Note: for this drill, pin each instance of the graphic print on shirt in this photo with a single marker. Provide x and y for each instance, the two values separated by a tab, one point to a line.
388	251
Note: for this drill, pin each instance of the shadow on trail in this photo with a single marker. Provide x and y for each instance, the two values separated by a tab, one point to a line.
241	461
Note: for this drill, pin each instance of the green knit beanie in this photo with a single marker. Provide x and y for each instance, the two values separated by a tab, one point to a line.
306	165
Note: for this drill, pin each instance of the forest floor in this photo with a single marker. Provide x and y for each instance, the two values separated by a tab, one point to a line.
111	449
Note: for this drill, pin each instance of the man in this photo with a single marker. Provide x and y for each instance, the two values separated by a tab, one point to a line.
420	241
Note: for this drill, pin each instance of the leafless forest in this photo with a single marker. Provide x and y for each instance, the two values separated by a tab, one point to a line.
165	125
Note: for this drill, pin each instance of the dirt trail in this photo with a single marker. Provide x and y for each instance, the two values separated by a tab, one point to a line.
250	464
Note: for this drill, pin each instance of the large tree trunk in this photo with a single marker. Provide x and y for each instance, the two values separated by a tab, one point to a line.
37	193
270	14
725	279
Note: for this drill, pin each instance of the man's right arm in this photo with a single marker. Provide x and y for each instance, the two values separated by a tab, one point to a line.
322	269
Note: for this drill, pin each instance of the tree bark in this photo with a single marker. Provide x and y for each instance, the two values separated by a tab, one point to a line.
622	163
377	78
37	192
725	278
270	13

Description of the task: Repeat precisely the lines of the data starting at the one containing "Note: for this drill, pin each instance of the tree", last line included.

Response:
Note: for this drill, pin each instance of the tree bark in this photo with a single marker. Provide x and y for each instance, the two values separated by a tab, one point to a line.
622	163
377	78
37	192
725	278
270	13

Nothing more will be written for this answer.